Exercise:
Repeat the full listing that follows, word for word.

--------

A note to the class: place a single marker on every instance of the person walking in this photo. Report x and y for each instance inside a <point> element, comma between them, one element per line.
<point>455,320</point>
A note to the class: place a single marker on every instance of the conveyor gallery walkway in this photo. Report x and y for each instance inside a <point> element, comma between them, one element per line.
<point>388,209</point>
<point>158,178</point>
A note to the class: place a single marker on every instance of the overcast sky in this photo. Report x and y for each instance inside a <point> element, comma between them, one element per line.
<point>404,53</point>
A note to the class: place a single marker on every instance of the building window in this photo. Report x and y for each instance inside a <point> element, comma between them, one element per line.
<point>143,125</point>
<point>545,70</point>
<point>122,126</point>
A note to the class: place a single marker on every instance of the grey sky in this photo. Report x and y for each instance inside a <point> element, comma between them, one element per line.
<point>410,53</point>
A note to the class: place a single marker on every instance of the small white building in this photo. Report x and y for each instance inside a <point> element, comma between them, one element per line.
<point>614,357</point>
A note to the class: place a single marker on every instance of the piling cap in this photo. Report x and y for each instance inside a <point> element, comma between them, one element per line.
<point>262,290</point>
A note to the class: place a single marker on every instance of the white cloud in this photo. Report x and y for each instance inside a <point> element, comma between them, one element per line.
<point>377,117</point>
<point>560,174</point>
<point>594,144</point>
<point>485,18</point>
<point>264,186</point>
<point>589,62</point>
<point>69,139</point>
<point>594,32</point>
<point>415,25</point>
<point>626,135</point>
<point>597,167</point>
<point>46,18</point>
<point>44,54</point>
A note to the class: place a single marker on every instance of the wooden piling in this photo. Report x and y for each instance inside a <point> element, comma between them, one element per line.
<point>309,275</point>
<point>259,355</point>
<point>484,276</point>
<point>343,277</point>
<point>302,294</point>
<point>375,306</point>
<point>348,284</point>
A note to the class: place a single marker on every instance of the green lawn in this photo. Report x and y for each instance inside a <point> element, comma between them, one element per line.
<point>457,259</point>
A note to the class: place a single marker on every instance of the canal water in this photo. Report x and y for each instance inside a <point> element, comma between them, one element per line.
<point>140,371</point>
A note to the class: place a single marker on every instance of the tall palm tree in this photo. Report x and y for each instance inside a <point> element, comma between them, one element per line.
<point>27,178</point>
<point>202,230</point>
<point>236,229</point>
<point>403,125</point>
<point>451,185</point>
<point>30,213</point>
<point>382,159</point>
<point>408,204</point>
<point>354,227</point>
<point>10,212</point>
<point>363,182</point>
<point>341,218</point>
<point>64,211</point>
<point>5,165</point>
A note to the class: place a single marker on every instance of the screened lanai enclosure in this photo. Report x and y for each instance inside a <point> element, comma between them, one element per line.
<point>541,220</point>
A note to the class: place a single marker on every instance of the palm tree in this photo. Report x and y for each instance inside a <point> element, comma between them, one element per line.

--------

Your response:
A note to the class: place a single marker on every instance of the person walking in this photo. Report x and y for each instance inside a <point> element, comma between them, one element per line.
<point>455,320</point>
A note to the class: place a single marker on every instance of the conveyor gallery walkway in this photo. Report x and y for each instance inside a <point> element, comma between them, one element per line.
<point>388,209</point>
<point>158,178</point>
A note to the class: place a single marker on every instance of the overcast sky in this photo. Report x and y for each instance inside a <point> element, comma between them, one element per line.
<point>404,53</point>
A note to the class: place a single marker on every instance of the building window in this photo. Report x and y for each instance inside a <point> element, comma between them, one element per line.
<point>143,125</point>
<point>545,70</point>
<point>122,126</point>
A note to the class: place a single marker on every instance of the grey sky in this photo. Report x and y for each instance inside a <point> element, comma between them, one element per line.
<point>410,53</point>
A note to the class: place a single marker on every instance of the small white building in this photo. Report x and y for each instance inside a <point> element, comma between them, one element per line.
<point>614,357</point>
A note to the class: place a single marker on every instance of the piling cap in this photo. Report x and y for each instance inside a <point> element, comma between them, one element per line.
<point>262,290</point>
A note to the class: place a single marker on every instance of the white cloud in this photo. Report x and y for each instance inside a <point> element, comma between them, one element per line.
<point>377,117</point>
<point>560,174</point>
<point>594,144</point>
<point>485,18</point>
<point>264,186</point>
<point>589,62</point>
<point>69,139</point>
<point>594,32</point>
<point>415,25</point>
<point>626,135</point>
<point>597,167</point>
<point>46,18</point>
<point>44,54</point>
A note to the class: place a single marker on every instance of the wooden piling in this photo. Report x and y for each instance inside a <point> element, comma between them, one element per line.
<point>309,275</point>
<point>259,355</point>
<point>484,276</point>
<point>343,277</point>
<point>302,294</point>
<point>375,306</point>
<point>348,284</point>
A note to the class: place a single marker on every instance of the green lawn in this photo. Report x and y for each instance inside a <point> element, comma between them, one element per line.
<point>457,259</point>
A note to the class: place a single marker on every instance of the canal water in this photo. Report x and y for each instance inside a <point> element, comma between them, one element per line.
<point>140,371</point>
A note to the class: place a single marker on every instance of the tall palm tree in this photo. Report x and y for each instance inside a <point> element, comma between them, one element per line.
<point>27,178</point>
<point>202,230</point>
<point>236,229</point>
<point>403,125</point>
<point>451,185</point>
<point>30,213</point>
<point>382,159</point>
<point>408,204</point>
<point>354,227</point>
<point>10,212</point>
<point>363,182</point>
<point>341,218</point>
<point>64,211</point>
<point>5,165</point>
A note to the class: place a single marker on every instance of the screened lanai enclosure in this photo. Report x and y for each instance inside a <point> element, comma between them, one element per line.
<point>541,220</point>
A note to the class: place a single marker on every instance of the palm tree in this photo. Report x and y for each instance inside a <point> element, comma between them, one element per line.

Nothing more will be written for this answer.